● MATERIAL FOR THIS EXERCISE
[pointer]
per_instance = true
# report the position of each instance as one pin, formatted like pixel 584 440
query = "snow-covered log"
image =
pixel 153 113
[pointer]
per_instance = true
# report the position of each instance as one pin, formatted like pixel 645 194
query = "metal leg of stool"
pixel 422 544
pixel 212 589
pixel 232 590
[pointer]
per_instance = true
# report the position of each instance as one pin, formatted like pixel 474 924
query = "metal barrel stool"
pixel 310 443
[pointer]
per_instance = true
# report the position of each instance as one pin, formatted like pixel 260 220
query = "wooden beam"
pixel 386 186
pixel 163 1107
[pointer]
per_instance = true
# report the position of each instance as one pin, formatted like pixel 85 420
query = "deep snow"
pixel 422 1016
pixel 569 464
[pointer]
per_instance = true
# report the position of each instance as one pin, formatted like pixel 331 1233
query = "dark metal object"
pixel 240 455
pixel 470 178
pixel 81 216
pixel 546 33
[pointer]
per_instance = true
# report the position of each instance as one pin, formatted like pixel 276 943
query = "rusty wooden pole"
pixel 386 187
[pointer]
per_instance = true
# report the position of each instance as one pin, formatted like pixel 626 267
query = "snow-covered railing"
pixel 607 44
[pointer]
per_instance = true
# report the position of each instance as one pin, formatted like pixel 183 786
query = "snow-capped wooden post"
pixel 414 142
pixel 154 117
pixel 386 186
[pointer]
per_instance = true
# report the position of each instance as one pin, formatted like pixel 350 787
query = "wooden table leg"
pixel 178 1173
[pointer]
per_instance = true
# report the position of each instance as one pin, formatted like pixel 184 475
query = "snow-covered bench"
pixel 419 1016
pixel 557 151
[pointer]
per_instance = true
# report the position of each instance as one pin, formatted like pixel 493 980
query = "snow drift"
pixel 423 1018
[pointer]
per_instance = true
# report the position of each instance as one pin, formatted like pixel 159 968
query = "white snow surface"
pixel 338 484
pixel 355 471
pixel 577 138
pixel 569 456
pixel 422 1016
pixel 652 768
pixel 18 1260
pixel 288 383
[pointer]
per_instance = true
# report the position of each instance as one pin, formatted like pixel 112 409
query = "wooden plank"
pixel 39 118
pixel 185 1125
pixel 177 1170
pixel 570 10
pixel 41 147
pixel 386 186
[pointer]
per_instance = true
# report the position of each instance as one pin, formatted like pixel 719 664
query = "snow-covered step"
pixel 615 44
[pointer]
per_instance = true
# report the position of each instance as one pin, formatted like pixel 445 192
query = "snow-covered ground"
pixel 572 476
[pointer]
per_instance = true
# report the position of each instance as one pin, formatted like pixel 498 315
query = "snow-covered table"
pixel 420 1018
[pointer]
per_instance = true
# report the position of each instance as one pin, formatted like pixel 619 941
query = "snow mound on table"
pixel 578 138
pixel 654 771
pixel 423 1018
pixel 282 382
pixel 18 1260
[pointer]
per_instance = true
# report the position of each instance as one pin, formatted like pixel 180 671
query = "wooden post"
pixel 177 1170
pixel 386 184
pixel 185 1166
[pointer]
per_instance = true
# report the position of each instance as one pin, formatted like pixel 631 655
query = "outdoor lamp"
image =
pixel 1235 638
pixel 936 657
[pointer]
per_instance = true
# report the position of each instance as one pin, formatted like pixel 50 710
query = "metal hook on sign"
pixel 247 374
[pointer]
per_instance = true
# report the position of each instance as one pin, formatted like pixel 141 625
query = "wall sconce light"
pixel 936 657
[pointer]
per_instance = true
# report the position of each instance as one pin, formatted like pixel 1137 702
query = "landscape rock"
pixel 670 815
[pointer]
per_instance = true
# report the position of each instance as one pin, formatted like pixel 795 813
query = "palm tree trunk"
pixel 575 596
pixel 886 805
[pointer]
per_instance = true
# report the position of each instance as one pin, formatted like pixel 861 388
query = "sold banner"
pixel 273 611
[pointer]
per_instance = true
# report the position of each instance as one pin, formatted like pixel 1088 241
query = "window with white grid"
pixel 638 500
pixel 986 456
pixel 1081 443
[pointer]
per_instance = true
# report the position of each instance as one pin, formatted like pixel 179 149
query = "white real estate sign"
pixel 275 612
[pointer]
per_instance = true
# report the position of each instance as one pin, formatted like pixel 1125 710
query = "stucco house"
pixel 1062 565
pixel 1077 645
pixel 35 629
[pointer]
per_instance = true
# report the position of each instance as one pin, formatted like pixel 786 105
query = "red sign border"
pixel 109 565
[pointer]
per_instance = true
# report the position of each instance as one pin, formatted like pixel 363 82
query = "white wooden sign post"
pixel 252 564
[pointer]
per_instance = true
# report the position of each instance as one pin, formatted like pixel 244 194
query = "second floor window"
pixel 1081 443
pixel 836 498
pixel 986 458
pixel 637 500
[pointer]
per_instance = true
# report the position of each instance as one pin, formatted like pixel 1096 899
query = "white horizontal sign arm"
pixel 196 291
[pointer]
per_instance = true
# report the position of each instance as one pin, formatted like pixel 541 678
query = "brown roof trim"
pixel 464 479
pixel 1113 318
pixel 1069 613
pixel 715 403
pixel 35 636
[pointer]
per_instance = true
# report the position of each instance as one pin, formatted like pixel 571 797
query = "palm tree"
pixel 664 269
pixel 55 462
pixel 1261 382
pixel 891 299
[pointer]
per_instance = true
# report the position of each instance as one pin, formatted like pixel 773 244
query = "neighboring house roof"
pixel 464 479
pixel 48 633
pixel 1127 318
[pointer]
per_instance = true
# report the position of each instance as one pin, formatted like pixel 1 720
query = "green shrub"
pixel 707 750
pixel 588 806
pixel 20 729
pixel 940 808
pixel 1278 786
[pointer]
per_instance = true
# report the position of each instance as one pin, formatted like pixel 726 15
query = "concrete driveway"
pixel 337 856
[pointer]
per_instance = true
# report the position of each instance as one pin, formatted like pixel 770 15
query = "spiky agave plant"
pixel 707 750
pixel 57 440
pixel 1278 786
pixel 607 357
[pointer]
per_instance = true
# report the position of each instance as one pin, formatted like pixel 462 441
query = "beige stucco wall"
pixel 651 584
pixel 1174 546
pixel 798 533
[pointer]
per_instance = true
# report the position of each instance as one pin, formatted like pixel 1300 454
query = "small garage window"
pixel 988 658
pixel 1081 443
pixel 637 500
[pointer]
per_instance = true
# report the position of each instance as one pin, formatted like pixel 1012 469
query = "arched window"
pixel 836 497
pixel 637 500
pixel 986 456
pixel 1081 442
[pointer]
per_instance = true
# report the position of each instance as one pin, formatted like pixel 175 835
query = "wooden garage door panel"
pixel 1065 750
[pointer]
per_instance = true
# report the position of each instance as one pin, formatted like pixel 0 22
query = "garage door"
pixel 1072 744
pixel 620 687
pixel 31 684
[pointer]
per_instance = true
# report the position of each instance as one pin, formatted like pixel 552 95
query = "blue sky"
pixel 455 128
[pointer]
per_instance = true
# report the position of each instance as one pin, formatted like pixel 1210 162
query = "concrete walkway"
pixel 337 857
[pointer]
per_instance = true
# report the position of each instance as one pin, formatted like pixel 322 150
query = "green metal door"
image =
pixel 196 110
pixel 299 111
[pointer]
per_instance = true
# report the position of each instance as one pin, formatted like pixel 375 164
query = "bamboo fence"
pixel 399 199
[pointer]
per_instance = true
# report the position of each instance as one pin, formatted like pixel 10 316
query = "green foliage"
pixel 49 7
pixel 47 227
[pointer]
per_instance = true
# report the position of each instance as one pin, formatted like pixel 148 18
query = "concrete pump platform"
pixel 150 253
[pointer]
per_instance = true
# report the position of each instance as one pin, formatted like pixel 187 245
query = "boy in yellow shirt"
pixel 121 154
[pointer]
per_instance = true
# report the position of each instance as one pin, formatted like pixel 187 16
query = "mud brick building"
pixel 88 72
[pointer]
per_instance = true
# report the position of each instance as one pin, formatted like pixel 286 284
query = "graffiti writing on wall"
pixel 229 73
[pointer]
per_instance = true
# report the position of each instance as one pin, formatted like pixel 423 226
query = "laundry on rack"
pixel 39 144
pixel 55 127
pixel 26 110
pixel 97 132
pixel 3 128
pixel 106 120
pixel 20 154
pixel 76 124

● WHAT TO DO
Turn the material above into a numbered list, going from its very first line through the line that contains "pixel 178 1173", and leave out any blank lines.

● REPLY TO THE TASK
1. [pointer]
2. per_instance = true
3. # report the position of each instance as one pin, formatted like pixel 584 440
4. query = "snow-covered log"
5. image =
6. pixel 153 113
7. [pointer]
8. per_instance = true
9. # report the position of each instance as one pin, formatted like pixel 645 194
10. query = "metal leg of stool"
11. pixel 422 544
12. pixel 212 589
13. pixel 232 590
14. [pointer]
15. per_instance = true
16. # report the position of each instance as one pin, formatted like pixel 474 924
17. query = "metal barrel stool"
18. pixel 310 443
19. [pointer]
20. per_instance = true
21. # report the position of each instance as one pin, formatted like pixel 260 220
22. query = "wooden beam"
23. pixel 386 186
24. pixel 163 1107
25. [pointer]
26. per_instance = true
27. # report the position of each instance as one pin, formatted like pixel 85 420
28. query = "deep snow"
29. pixel 422 1016
30. pixel 569 464
31. [pointer]
32. per_instance = true
33. # report the position of each instance as one pin, formatted like pixel 331 1233
34. query = "dark metal object"
35. pixel 240 455
36. pixel 470 178
37. pixel 81 216
38. pixel 546 33
39. [pointer]
40. per_instance = true
41. # report the position of each instance as one pin, formatted like pixel 276 943
42. query = "rusty wooden pole"
43. pixel 386 187
44. [pointer]
45. per_instance = true
46. # report the position of each instance as one pin, formatted like pixel 626 267
47. query = "snow-covered railing"
48. pixel 607 44
49. [pointer]
50. per_instance = true
51. # report the position of each instance as one pin, formatted like pixel 183 786
52. query = "snow-capped wooden post"
53. pixel 414 142
54. pixel 154 117
55. pixel 386 186
56. [pointer]
57. per_instance = true
58. # report the position of each instance as one pin, formatted like pixel 350 787
59. query = "wooden table leg"
60. pixel 178 1173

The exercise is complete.